### Work to do
**a.** Answer these questions using the passage on tax avoidance, one line per answer:
(i) Whose tax avoidance does the passage discuss?
(ii) According to the passage, how much could a complete discussion of the issue fill?
(iii) What does the passage say even the most complex tax avoidance structures are built around?
**b.** Extend the passage on tax avoidance, picking up after its final sentence.

### Selected text
* * * * * * * * *

Tax Avoidance 101: How it’s Done

Tax avoidance by multinationals can take on several different forms and often involves highly complex structures (Feld, Heckemeyer, and Overesch 2013; Gravelle 2009; Palan, Murphy, and Chavagneux 2013; Slemrod and Yitzhaki 2002). A complete discussion of the issue would be enough to fill several theses, which is why this chapter will give only a basic introduction to the subject. Even the most complex tax avoidance structures, however, are build around the same basic concepts introduced here (Gravelle 2009). This means that though this section might not provide all details of the issue, it will certainly be sufficiently characteristic of the problem for us to work with it in the rest of the thesis.

* * * * * * * * *

### Stored records
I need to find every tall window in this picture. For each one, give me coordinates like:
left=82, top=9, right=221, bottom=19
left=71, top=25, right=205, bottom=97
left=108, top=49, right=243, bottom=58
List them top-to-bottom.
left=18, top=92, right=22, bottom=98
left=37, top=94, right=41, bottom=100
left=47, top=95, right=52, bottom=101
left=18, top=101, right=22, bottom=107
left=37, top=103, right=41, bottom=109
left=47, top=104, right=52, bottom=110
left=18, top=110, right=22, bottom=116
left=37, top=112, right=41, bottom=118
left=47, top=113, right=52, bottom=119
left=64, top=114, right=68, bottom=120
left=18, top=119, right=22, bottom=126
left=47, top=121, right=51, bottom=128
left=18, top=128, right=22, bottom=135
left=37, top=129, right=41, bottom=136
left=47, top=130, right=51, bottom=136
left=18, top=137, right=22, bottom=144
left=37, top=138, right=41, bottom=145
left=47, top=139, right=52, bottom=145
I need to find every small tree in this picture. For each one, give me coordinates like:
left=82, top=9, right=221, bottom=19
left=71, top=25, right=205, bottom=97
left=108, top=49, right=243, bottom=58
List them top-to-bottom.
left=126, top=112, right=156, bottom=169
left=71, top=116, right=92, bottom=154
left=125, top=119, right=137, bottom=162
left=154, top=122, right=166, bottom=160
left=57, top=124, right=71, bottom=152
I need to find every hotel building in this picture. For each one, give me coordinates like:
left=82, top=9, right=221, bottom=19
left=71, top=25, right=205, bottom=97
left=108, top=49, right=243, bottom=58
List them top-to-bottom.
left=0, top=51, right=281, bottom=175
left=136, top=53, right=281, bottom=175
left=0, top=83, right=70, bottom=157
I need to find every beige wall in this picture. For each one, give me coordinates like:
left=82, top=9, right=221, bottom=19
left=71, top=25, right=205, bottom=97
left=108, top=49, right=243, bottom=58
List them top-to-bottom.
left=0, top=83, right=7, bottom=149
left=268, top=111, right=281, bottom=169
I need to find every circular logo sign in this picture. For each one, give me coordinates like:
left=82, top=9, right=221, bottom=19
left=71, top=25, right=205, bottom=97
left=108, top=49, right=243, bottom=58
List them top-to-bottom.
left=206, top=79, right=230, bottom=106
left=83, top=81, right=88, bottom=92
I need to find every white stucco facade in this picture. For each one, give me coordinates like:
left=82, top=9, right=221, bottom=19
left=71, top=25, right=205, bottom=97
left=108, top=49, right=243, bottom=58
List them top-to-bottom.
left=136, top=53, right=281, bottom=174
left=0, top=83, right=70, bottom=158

* * * * * * * * *

### Responses to the exercise
**a.**
(i) Multinationals
(ii) Several theses
(iii) The same basic concepts introduced in the chapter

**b.**
The fundamental idea behind tax avoidance by multinationals is simple: report high profits in jurisdictions with low tax rates and report low profits in high tax jurisdictions. Corporate tax avoidance thus generally consists of moving the profits you make between different entities, in different countries, within your corporate structure so as to make it end up in those places where it is taxed the least, thereby reducing the overall tax bill. This strategy for avoiding taxes is commonly called profit shifting (Creedy and Gemmell 2011; Feld, Heckemeyer, and Overesch 2013; OECD 2009, 2013). There are two main strategies that multinational corporations employ to shift their profits between countries from one subsidiary to the other: transfer pricing and intra-firm lending (Creedy and Gemmell 2011; IMF 2014; OECD 2013; Tanzi and Zee 2000). Each will be briefly introduced in turn.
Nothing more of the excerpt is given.